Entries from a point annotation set
------------------------------------------------------------------------

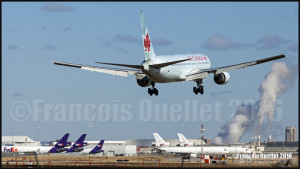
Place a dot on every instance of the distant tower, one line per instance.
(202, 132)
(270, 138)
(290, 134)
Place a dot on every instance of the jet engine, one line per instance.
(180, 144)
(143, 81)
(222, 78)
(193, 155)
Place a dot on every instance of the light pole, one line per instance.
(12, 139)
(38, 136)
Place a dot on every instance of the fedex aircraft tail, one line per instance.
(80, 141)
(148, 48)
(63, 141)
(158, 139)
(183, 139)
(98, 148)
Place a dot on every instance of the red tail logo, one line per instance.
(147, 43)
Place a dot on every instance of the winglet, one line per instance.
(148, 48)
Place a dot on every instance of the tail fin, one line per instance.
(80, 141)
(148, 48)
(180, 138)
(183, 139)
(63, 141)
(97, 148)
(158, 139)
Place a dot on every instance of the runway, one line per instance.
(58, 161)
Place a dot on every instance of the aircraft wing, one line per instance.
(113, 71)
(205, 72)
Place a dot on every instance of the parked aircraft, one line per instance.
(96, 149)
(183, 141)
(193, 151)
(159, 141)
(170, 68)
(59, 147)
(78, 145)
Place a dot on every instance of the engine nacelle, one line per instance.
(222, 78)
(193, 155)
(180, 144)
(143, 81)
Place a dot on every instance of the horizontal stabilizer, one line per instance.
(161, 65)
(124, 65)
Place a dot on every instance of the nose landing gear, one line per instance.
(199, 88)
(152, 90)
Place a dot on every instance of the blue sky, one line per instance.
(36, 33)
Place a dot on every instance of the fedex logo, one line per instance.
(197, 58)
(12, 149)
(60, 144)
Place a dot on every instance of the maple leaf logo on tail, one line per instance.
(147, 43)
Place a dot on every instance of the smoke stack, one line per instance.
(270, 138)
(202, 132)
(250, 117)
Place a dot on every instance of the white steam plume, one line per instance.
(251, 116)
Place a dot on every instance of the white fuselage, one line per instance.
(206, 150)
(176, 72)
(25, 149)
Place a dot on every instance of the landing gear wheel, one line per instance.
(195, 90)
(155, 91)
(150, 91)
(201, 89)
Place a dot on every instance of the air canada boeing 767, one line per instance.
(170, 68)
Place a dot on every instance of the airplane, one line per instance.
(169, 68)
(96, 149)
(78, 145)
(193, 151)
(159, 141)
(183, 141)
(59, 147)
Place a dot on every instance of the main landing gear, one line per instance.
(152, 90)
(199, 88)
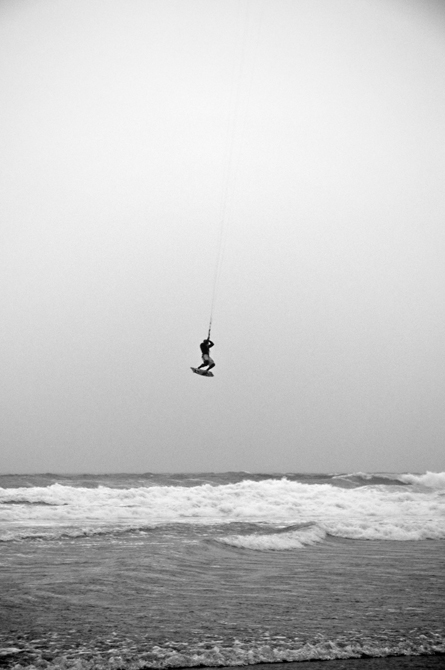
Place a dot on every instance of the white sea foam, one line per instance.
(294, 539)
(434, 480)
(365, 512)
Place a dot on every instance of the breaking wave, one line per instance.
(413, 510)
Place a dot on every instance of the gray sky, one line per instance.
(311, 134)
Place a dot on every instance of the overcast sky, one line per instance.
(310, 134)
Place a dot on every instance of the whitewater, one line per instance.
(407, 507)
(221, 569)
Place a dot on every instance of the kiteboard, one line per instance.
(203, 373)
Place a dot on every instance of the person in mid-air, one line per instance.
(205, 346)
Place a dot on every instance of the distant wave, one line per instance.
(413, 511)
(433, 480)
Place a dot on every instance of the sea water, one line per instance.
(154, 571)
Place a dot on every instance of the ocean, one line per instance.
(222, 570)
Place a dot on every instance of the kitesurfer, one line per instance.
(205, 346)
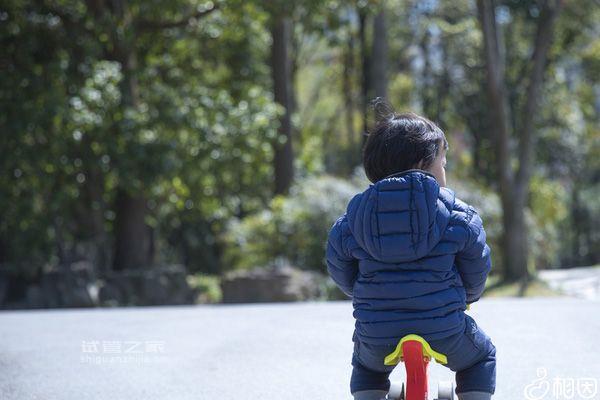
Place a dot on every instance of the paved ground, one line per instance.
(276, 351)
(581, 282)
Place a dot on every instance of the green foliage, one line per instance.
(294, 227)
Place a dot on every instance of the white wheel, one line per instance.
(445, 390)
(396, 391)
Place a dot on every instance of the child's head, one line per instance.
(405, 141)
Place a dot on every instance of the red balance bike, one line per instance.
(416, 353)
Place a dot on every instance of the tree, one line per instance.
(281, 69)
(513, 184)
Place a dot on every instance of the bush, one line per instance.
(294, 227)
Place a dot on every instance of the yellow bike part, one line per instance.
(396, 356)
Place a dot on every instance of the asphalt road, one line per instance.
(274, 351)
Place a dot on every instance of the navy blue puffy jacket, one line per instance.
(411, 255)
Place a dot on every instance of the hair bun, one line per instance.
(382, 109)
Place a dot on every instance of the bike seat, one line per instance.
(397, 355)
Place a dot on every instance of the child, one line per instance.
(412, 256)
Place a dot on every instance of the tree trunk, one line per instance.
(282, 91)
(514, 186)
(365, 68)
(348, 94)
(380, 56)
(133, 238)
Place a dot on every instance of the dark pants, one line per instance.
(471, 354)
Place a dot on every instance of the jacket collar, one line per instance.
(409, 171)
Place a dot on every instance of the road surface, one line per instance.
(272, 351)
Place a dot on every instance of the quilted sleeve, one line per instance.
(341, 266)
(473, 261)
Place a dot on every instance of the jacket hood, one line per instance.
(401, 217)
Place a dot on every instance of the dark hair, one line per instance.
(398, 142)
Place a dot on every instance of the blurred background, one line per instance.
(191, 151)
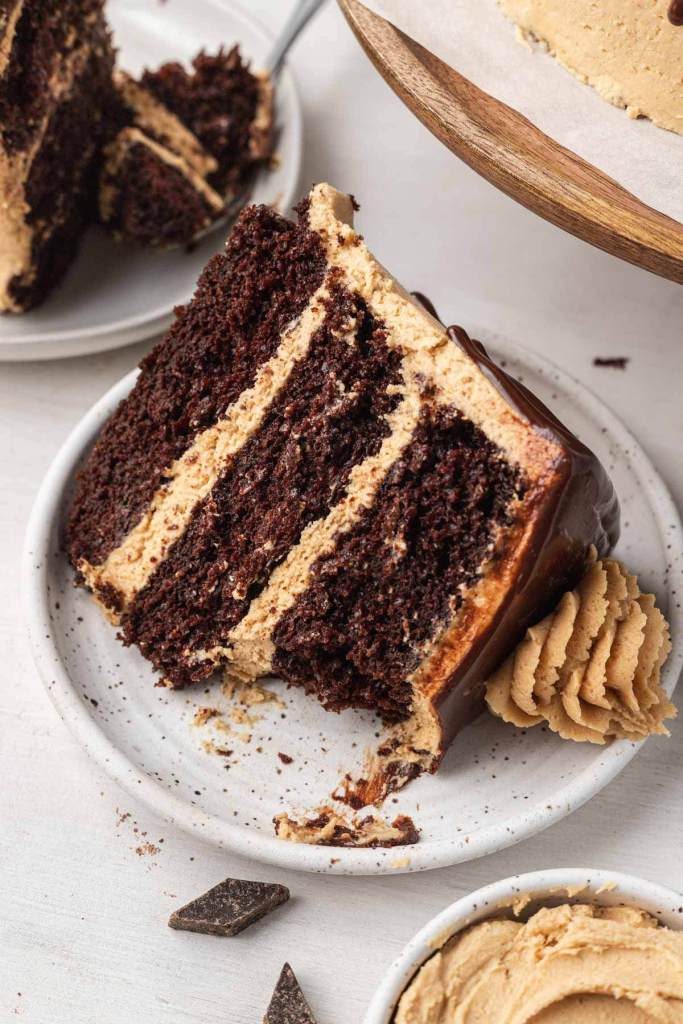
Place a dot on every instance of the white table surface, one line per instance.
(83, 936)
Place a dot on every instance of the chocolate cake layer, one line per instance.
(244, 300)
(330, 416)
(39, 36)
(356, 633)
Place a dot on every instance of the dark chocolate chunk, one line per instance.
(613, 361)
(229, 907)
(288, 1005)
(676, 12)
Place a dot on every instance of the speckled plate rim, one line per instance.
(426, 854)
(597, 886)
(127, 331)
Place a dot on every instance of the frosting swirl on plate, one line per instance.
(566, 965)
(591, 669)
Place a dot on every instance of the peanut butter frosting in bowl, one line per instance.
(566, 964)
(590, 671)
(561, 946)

------------------------------------------------------------------------

● SHORT EXERCISE:
Give again exactly the lines from the one holding "Place a dot on every instance of the blurred" to the final line of the records, both ends included; any pictures stay out.

● SOLUTION:
Place a dot on every instance of the blurred background, one line per instance.
(191, 151)
Place a dot on every instance of the white table surface, one line per instance.
(83, 936)
Place a dot on every instance of the chocolate cake layer, one line per instance.
(244, 300)
(330, 416)
(39, 36)
(356, 633)
Place a dot on every instance of the dark chocolate chunk, one line per instance.
(613, 361)
(229, 907)
(288, 1005)
(676, 12)
Place a dot on every instance of the speckled plate rim, one line per instance.
(426, 854)
(597, 886)
(127, 331)
Place a dot on every instance of the frosting swirl on plate, one line per instance.
(566, 965)
(591, 669)
Place a dot on every instance of the peanut butter frosting in bowl, one line per instance.
(566, 964)
(590, 671)
(561, 946)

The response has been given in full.